### Problem set:
A. According to the Heineman biography, in what year did he become managing director of Sofina?
B. Reproduce word for word the stretch of the Heineman biography from "- Schubert's Erlkönig" through "Ring des Nibelungen.".

### Text block:
-- Opening Marker --

Dannie N. Heineman (23 November 1872 - 31 January 1962) was an American-born engineer and businessman, based in Belgium before 1940. In 1905, he became the managing director of Sofina, which at the time was a small investment trust. He remained the head of Sofina for 50 years, during which Sofina grew into a large international public utility engineering management and holding company. He retired from the position in 1955 at the age of 83.

In 1939, while living in Belgium, Dannie Heineman managed to get the Luxembourg government to open its closed borders and admit approximately 100 Jewish families from Germany. The persuasive argument was that hotels in Luxembourg were empty and he would pay for the rooms and give the Jews an allowance, and they would not be working and taking jobs away from Luxembourg workers. This arrangement worked until 10 May 1940 when Hitler invaded. At that point his assistant Mr. Schmidt made a final six months payment to the families. Among the families was the physicist Ernst Ising who survived the war.

== Personal life ==
Heineman was married to Hettie Meyer and had two sons, James who was a utility executive and Stephen who was a physician. Daughter Marian H. Rose was a physicist and environmental activist.

== Philanthropy ==
He established the Heineman Foundation for Research, Educational, Charitable and Scientific Purposes.

It endowed several prizes in the sciences, including:
- Dannie Heineman Prize of the Göttingen Academy of Sciences and Humanities
- Dannie Heineman Prize for Mathematical Physics
- Dannie Heineman Prize for Astrophysics
The foundation was also active in the arts. In 1959 the foundation also funded the purchase and donation to the Library of Congress books relating to early music history. These include Johannes Tinctoris' historically important book Terminorum musicae diffinitorium, the earliest printed music dictionary, and books of Palestrina motets and Marenzio madrigals.

In 1962, after Heineman's death, the Foundation's music book and manuscript collection was placed on deposit at the Pierpont Morgan Library; the physical transfer to the library was completed in 1977. Notable manuscripts in this collection include:

- Schubert's Erlkönig
- Bruch's Violin Concerto
- Bach's Cantata 197a (Ehre sei Gott in der Höhe)
- Mahler's Das klagende Lied
- Wagner's own annotated copy of the first printing of the libretto for Der Ring des Nibelungen.

-- Closing Marker --

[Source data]
-- Opening Marker --

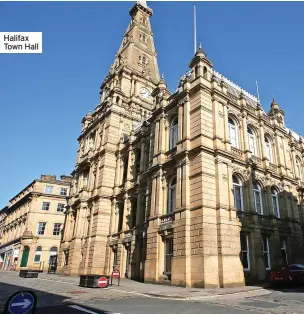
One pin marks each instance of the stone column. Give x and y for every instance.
(245, 138)
(130, 164)
(126, 212)
(180, 121)
(116, 218)
(156, 137)
(230, 188)
(161, 143)
(185, 202)
(142, 156)
(159, 194)
(269, 201)
(118, 170)
(226, 130)
(113, 217)
(262, 143)
(153, 194)
(186, 124)
(179, 191)
(132, 86)
(280, 155)
(136, 88)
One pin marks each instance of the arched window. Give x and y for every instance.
(172, 195)
(53, 252)
(233, 133)
(268, 149)
(251, 141)
(38, 254)
(257, 195)
(237, 193)
(144, 60)
(299, 168)
(205, 73)
(196, 71)
(275, 202)
(173, 133)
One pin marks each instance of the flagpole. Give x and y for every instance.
(258, 90)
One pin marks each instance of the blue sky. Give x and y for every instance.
(43, 97)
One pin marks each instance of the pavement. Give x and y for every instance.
(154, 290)
(61, 294)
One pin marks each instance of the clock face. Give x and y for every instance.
(107, 91)
(144, 93)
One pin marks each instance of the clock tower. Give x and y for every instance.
(134, 73)
(97, 184)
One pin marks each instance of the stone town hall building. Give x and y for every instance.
(200, 187)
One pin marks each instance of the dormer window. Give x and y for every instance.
(143, 60)
(143, 21)
(143, 38)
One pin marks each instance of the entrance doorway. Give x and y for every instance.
(25, 254)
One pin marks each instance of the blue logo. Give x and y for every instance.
(21, 303)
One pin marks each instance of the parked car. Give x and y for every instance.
(287, 274)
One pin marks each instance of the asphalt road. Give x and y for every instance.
(138, 306)
(63, 295)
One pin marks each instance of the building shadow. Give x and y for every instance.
(271, 219)
(46, 302)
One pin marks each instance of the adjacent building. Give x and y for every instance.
(201, 187)
(31, 225)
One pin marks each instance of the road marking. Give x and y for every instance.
(24, 304)
(79, 308)
(70, 283)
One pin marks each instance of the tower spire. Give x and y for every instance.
(137, 51)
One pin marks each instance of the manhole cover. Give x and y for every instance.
(77, 292)
(265, 305)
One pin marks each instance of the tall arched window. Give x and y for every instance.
(172, 195)
(257, 194)
(144, 60)
(275, 202)
(173, 133)
(205, 71)
(237, 193)
(251, 141)
(268, 149)
(233, 134)
(299, 168)
(53, 252)
(38, 254)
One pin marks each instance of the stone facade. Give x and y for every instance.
(200, 187)
(31, 225)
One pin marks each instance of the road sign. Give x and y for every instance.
(115, 273)
(21, 302)
(102, 282)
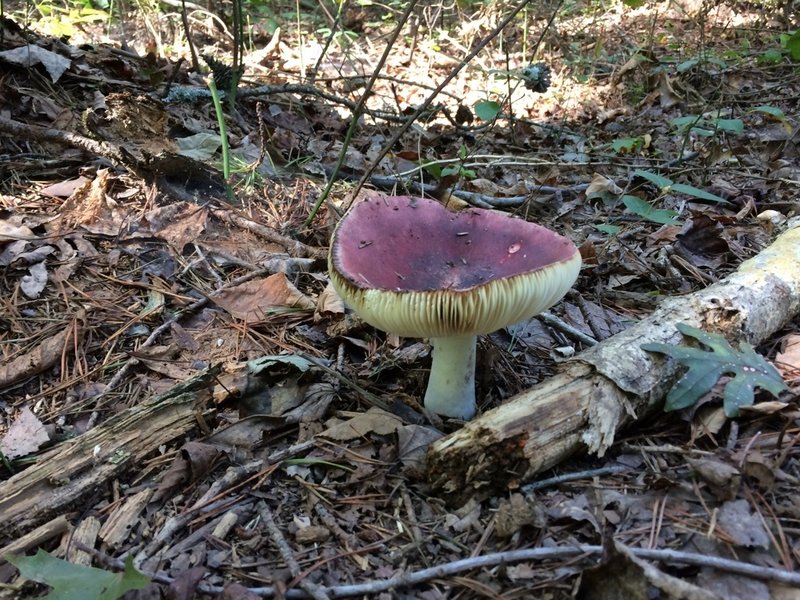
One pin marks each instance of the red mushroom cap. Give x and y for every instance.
(411, 267)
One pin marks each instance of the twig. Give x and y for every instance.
(556, 323)
(491, 560)
(544, 483)
(287, 554)
(359, 109)
(429, 100)
(232, 478)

-- Closing Marker --

### Your responses:
A. 1905

B.
- Schubert's Erlkönig
- Bruch's Violin Concerto
- Bach's Cantata 197a (Ehre sei Gott in der Höhe)
- Mahler's Das klagende Lied
- Wagner's own annotated copy of the first printing of the libretto for Der Ring des Nibelungen.